» CONSIGNES
1 > Dites si chaque affirmation est conforme au texte sur Marine Le Pen et le Front National, en répondant oui ou non et en citant les mots du texte qui le prouvent. (a) Marine Le Pen a pris la relève de son père en 2011. (b) Le Front National est installé dans la vie politique depuis les années 1970. (c) En 2007, Nicolas Sarkozy avait siphonné les électeurs du FN.
2 > Remplacez « Front National » par « Rassemblement National » dans le passage du texte sur Marine Le Pen et le Front National qui commence par « Le Front National » et se termine par « changer la vie. », puis réécrivez ce passage.
3 > Reprenez le texte sur Marine Le Pen et le Front National là où il s'arrête, puis poursuivez-le.

A seulement quelques jours du premier tour de l'élection présidentielle, l'on craint déjà le score de Marine Le Pen, qui a pris la relève de son père en 2011 et qui menace d'attendre des sommets bien plus élevés. Car même si elle baisse dans les sondages depuis quelques semaines, et même si sa campagne est en manque d'un indéniable dynamisme, dans un contexte où les deux principaux prétendants au trône ne suscitent aucune ferveur ni aucun enthousiasme, Marine Le Pen et son discours d'un populisme exacerbé peuvent dangereusement séduire des millions de français.
Le Front National est installé dans notre vie politique depuis les années 1980, et depuis il n'a cessé de grandir en influence, servant d'abord la gauche, dont le leader François Mitterrand l'instrumentalisait à souhait pour faire battre la droite, avant de servir la même droite en 2002. Mais aujourd'hui le FN est sorti des oripeaux d'un Nicolas Sarkozy qui en avait siphonné les électeurs en 2007. Discrédité par son bilan, il ne peut plus tenter l'omerta d'il y a cinq ans. Quant à la gauche et son candidat socialiste, elle ne séduit pas, elle ne convainc plus. On veut voter Hollande pour se débarrasser de Sarkozy, mais on ne croit plus que cela va changer la vie.

Données recueillies
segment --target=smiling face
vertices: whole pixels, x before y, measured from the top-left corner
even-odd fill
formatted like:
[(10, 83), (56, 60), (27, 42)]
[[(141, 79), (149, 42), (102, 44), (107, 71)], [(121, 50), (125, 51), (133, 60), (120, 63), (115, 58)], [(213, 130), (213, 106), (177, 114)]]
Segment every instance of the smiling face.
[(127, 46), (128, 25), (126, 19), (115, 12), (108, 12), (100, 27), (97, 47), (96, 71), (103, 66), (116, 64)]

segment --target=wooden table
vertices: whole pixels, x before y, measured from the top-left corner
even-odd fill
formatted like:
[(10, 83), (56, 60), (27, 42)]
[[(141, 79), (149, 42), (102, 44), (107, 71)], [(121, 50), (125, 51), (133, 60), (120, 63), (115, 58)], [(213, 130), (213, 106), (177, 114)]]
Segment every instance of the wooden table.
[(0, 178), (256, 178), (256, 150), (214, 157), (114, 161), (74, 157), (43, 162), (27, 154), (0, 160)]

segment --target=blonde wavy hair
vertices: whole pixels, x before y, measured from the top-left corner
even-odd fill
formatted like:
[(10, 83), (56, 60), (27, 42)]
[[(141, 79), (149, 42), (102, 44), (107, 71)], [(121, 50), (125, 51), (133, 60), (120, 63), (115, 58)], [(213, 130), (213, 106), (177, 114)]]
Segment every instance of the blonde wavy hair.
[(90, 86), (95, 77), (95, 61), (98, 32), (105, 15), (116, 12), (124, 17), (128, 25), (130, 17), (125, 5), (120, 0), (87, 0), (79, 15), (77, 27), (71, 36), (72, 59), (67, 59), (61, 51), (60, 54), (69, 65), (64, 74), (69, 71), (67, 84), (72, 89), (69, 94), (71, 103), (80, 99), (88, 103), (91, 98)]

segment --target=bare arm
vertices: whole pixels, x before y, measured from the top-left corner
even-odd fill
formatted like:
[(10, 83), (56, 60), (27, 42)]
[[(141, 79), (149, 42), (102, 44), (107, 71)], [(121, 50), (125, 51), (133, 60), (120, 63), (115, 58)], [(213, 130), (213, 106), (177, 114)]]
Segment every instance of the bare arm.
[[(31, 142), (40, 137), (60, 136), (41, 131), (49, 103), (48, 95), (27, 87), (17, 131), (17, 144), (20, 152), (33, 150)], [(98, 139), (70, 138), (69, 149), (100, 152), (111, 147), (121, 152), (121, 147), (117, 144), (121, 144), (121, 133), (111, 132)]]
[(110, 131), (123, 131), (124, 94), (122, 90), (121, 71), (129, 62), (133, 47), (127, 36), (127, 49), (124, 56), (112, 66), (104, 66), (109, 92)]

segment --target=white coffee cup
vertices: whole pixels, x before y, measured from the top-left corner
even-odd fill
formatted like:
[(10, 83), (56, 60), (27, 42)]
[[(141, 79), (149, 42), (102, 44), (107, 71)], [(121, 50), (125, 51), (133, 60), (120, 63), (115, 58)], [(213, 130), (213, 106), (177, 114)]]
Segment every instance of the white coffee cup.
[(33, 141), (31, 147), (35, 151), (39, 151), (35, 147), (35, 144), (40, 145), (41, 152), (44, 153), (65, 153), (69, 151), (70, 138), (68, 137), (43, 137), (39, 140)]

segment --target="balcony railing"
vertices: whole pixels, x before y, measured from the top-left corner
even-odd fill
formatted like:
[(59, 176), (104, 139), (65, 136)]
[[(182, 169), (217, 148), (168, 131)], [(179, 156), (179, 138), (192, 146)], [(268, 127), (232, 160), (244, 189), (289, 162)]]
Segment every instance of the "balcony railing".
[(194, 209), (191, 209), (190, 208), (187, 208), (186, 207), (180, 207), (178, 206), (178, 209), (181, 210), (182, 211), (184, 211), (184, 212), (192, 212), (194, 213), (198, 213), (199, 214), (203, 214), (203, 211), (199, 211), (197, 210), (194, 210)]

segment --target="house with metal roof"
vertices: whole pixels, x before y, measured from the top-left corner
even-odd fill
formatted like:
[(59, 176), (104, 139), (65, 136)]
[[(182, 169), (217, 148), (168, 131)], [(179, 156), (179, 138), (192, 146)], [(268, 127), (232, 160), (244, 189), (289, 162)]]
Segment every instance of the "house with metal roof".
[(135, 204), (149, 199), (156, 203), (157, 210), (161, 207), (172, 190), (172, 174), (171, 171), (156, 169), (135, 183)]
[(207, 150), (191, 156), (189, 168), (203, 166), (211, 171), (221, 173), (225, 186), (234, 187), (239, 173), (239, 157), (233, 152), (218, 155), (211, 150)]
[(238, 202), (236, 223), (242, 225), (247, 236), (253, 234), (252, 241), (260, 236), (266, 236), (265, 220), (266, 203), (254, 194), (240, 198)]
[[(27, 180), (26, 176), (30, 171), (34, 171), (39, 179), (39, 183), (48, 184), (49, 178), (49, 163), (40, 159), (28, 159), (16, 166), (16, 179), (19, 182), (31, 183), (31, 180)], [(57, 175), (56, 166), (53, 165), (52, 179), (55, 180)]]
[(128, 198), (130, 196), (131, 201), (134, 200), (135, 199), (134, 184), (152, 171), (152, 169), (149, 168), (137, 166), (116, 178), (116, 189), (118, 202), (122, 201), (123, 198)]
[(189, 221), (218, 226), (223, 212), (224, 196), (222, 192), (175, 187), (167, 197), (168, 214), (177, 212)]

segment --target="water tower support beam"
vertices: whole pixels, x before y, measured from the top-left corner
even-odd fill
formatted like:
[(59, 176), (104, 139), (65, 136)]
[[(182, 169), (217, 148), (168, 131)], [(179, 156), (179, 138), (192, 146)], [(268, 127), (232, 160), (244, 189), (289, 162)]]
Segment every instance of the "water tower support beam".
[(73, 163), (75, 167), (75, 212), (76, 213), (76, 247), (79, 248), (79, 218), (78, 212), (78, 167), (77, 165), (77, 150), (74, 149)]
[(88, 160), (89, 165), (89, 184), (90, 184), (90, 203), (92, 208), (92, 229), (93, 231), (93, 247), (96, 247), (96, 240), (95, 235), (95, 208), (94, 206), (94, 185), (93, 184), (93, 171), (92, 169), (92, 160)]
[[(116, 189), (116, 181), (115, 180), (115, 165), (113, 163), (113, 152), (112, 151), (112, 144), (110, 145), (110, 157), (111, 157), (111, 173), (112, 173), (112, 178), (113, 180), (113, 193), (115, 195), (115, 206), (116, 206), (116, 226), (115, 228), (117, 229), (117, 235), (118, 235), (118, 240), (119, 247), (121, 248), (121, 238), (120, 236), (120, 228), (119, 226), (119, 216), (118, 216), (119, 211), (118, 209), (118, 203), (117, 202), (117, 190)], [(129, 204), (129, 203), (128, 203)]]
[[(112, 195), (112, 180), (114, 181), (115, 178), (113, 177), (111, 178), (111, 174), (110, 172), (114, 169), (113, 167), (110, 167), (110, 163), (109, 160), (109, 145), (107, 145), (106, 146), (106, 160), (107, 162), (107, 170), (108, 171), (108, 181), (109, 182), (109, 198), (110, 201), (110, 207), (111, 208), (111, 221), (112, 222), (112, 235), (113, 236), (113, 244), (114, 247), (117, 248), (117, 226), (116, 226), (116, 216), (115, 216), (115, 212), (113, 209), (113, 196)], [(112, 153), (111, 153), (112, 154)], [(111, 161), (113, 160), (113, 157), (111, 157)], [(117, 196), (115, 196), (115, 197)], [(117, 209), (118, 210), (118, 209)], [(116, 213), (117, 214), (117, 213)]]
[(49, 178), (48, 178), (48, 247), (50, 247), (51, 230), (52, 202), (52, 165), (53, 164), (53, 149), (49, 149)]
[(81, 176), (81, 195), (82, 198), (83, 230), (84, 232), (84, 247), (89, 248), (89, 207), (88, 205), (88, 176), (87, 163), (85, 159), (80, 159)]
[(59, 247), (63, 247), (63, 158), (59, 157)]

» VOS RÉPONSES
1 >
(a) Oui : « qui a pris la relève de son père en 2011 »
(b) Non : « Le Front National est installé dans notre vie politique depuis les années 1980 »
(c) Oui : « un Nicolas Sarkozy qui en avait siphonné les électeurs en 2007 »

2 >
Le Rassemblement National est installé dans notre vie politique depuis les années 1980, et depuis il n'a cessé de grandir en influence, servant d'abord la gauche, dont le leader François Mitterrand l'instrumentalisait à souhait pour faire battre la droite, avant de servir la même droite en 2002. Mais aujourd'hui le FN est sorti des oripeaux d'un Nicolas Sarkozy qui en avait siphonné les électeurs en 2007. Discrédité par son bilan, il ne peut plus tenter l'omerta d'il y a cinq ans. Quant à la gauche et son candidat socialiste, elle ne séduit pas, elle ne convainc plus. On veut voter Hollande pour se débarrasser de Sarkozy, mais on ne croit plus que cela va changer la vie.

3 >
La montée de l'extrême-droite n'est pas inhérente à la France, elle est un phénomène qui concerne quasiment tous les pays d'Europe qui voient naitre, tour à tour, des partis populistes, islamophobes, et parfois franchement néonazis voire fascistes. Mais la différence est qu'en France, l'extrême-droite est très élevée, et très bien implantée. Le quinquennat qui s'achève a définitivement installé le Front National dans le paysage politique, en le banalisant, en légitimant ses thèses au plus haut sommet de l'état (quand un Claude Guéant reprend les arguments d'un Jean-Marie Le Pen qu'il distille à la radio mot pour mot). L'élection de 2012 sera cruciale rien qu'à cet égard : voter Sarkozy, et voir les thèses de l'extrême-droite banalisées, accréditées par une majorité de français ou voter Hollande, et stopper ce reflux extrémiste, mais sans pour autant relâcher toute prudence car le Front National et l'extrême-droite ne disparaitront pas, bien au contraire, ils feront tout pour se dynamiser durant le prochain quinquennat et remporter 2017.
Le Front National est un poison qui coule dans les veines de la société française depuis plus de trente ans maintenant. Insidieusement, malicieusement, il a fait son nid et ronronne désormais au chevet des français qui le considérent comme un parti politique normal. Son existence, son discours, son audience, c'est probablement l'échec le plus grand de la République française et de ses représentants ces dernières années. Et le pire dans cette situation est que l'antidote au poison n'a pas encore été trouvé.